**Set exercise**
Rewrite all of the lines below, replacing "Mark one point per instance" with "Place a single point on each instance" wherever it occurs and leaving everything else the same.

-------

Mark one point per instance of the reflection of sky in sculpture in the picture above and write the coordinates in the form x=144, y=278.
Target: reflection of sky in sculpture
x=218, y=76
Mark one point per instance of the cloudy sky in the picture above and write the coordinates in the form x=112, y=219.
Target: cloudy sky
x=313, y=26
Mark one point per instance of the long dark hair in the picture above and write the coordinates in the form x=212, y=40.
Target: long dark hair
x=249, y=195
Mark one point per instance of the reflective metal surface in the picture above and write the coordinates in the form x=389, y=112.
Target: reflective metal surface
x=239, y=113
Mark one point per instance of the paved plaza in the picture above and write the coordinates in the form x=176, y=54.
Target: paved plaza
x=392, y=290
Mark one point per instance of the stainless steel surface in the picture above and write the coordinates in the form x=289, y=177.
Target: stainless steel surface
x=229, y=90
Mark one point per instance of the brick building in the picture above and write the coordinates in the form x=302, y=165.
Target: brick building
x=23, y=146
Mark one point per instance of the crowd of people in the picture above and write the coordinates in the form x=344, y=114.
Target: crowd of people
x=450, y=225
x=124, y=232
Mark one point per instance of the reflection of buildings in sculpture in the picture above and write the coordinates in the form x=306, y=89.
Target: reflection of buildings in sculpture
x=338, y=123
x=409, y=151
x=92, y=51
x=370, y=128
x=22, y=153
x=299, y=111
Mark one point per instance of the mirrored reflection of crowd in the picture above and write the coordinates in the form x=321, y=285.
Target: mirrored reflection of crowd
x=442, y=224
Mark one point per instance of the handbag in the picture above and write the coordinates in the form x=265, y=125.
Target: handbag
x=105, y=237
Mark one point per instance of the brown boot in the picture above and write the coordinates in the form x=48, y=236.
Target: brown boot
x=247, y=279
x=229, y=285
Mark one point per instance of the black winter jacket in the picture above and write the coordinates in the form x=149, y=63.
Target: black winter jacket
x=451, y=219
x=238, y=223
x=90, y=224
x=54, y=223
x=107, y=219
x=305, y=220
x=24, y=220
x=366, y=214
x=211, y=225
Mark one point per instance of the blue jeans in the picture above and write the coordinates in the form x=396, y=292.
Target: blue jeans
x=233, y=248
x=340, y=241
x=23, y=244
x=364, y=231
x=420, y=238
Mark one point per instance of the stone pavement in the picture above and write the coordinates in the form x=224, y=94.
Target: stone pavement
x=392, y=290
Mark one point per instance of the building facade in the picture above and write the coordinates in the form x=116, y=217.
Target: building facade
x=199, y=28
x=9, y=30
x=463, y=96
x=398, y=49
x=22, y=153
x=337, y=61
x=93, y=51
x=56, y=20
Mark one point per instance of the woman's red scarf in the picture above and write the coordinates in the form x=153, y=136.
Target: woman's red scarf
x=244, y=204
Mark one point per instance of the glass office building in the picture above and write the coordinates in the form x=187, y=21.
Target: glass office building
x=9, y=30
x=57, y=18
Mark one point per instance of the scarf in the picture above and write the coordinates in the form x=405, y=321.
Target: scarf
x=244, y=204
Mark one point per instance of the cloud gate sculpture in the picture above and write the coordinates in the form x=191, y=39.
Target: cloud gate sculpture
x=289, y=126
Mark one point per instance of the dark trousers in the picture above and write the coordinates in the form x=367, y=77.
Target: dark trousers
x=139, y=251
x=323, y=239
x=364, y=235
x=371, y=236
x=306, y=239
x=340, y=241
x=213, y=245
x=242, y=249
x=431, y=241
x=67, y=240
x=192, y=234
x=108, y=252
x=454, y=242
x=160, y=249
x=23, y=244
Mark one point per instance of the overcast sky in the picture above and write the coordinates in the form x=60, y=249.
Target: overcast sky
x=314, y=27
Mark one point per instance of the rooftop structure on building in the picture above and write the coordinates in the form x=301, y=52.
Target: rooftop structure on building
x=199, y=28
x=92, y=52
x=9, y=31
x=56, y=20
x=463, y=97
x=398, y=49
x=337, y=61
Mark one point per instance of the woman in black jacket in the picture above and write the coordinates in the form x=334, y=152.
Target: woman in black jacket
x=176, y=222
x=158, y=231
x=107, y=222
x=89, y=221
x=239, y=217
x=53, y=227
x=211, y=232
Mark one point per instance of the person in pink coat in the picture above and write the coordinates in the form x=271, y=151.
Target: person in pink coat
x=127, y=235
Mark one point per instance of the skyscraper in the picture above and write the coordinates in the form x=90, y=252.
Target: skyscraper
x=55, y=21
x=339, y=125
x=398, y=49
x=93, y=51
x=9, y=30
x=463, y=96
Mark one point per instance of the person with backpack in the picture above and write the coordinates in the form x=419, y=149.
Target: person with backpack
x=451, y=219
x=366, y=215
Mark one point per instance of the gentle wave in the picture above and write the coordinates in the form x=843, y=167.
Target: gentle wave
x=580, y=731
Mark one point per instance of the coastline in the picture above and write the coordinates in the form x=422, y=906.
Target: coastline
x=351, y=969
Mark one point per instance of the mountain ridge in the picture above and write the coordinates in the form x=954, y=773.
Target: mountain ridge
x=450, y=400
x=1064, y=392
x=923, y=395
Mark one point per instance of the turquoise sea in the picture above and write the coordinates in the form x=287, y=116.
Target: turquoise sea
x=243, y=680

-------

**Output of the task**
Place a single point on each instance of the reflection of sky in sculpture in the picture above and write the coordinates in the form x=144, y=278.
Target: reflection of sky in sculpture
x=218, y=76
Place a single point on each instance of the cloudy sky in the picture above and write the coordinates in the form x=112, y=219.
Target: cloudy sky
x=313, y=26
Place a single point on each instance of the long dark hair in the picture above and write the coordinates in the form x=212, y=40.
Target: long dark hair
x=249, y=195
Place a single point on each instance of the reflective metal surface in the picture above and write the coordinates in the form x=389, y=112.
Target: reflective metal surface
x=239, y=113
Place a single point on each instance of the paved plaza in the picture above and write the coordinates in the form x=176, y=54.
Target: paved plaza
x=392, y=290
Place a single point on each instance of the stainless steel surface in the picture above and write the coordinates in the form x=289, y=177.
Target: stainless steel surface
x=229, y=90
Place a single point on each instance of the brick building in the picture above and write the coordinates in the form x=302, y=165.
Target: brick building
x=23, y=146
Place a single point on each instance of the crowd of people in the picture above and write the coordinates in the form x=344, y=114.
Target: crowd of people
x=450, y=225
x=124, y=232
Place a single point on each instance of the reflection of buildings in sculpture in the picture above and write the coordinates in the form x=306, y=89.
Target: reflection of buildings in sculpture
x=338, y=123
x=409, y=151
x=92, y=51
x=370, y=128
x=22, y=153
x=299, y=111
Place a single point on each instance of the mirrored reflection of crowd in the picture above and write the coordinates in the form x=321, y=285.
Target: mirrored reflection of crowd
x=442, y=224
Place a single point on each instance of the handbag in the picture above and write the coordinates in the form x=265, y=125.
Target: handbag
x=105, y=237
Place a single point on each instance of the brown boot in the picture above and write the coordinates in the form x=48, y=236.
Target: brown boot
x=247, y=279
x=229, y=285
Place a single point on each instance of the black winter jacket in the picture above and write the coordinates in the form x=149, y=63.
Target: black winter jacket
x=451, y=219
x=238, y=223
x=90, y=224
x=54, y=223
x=107, y=219
x=305, y=220
x=24, y=220
x=366, y=214
x=211, y=225
Place a single point on each instance of the blue jeans in the picture above and write the coordinates in the form x=396, y=292.
Target: blue jeans
x=233, y=248
x=340, y=241
x=23, y=244
x=364, y=231
x=420, y=238
Place a single point on each instance of the stone pavement in the picture above and write the coordinates in the form x=224, y=94.
Target: stone pavement
x=392, y=290
Place a single point on each instance of the building facade in the picture above and write the coordinates in the form x=116, y=217.
Target: building facade
x=199, y=28
x=9, y=30
x=463, y=96
x=398, y=49
x=22, y=153
x=337, y=61
x=93, y=51
x=56, y=20
Place a single point on each instance of the woman's red scarf in the picture above and write the coordinates in the form x=153, y=136.
Target: woman's red scarf
x=244, y=204
Place a single point on each instance of the glass office building in the picture above and write the coordinates in the form x=187, y=21.
Target: glass office building
x=9, y=30
x=57, y=18
Place a single point on each instance of the scarf in the picture above and write the coordinates in the form x=405, y=321.
Target: scarf
x=244, y=204
Place a single point on each instance of the cloud gate sculpture in the picture above and write the coordinates in the form x=191, y=39.
Target: cloud gate sculpture
x=289, y=126
Place a single point on each instance of the dark trousers in the picture above and write the coordinates in the form x=367, y=77.
Target: dark trousers
x=139, y=251
x=323, y=239
x=364, y=235
x=371, y=236
x=306, y=239
x=340, y=241
x=213, y=245
x=242, y=249
x=431, y=241
x=67, y=240
x=192, y=234
x=108, y=252
x=454, y=242
x=160, y=249
x=23, y=244
Place a single point on each instance of the overcast sky in the picture above and write the coordinates in the form x=60, y=249.
Target: overcast sky
x=314, y=27
Place a single point on each instance of the rooftop structure on building in the picture above and write the coordinates in the form x=301, y=52.
Target: rooftop structure on building
x=199, y=28
x=92, y=52
x=9, y=31
x=56, y=20
x=463, y=97
x=398, y=49
x=337, y=61
Place a single point on each instance of the woman in black jacket in the picture above and write the coordinates in the form x=334, y=152.
Target: woman in black jacket
x=176, y=222
x=158, y=231
x=107, y=222
x=89, y=221
x=239, y=217
x=53, y=227
x=211, y=232
Place a single point on each instance of the person in pink coat in the picture above and write the coordinates in the form x=271, y=151.
Target: person in pink coat
x=127, y=235
Place a single point on each instance of the skyscraper in the picture above and write the coordinates in the form x=90, y=252.
Target: skyscraper
x=55, y=21
x=339, y=125
x=398, y=49
x=93, y=51
x=9, y=30
x=463, y=96
Place a single point on each instance of the person with backpack in the picture above and write the coordinates in the form x=419, y=149.
Target: person with backpack
x=451, y=219
x=366, y=215
Place a single point on each instance of the gentle wave in the picture above and write the coordinates in the form x=843, y=167.
Target: gentle wave
x=580, y=731
Place a single point on each instance of the coastline in the picture above and write the coordinates in the form x=422, y=906.
Target: coastline
x=351, y=969
Place a single point on each instance of the mountain ridge in the picture above and write the coordinates in the form x=954, y=773.
Target: mountain ridge
x=450, y=400
x=1064, y=392
x=923, y=395
Place a single point on each instance of the turquoise sea in the picture above and write the coordinates in the form x=287, y=116.
Target: turquoise sea
x=243, y=680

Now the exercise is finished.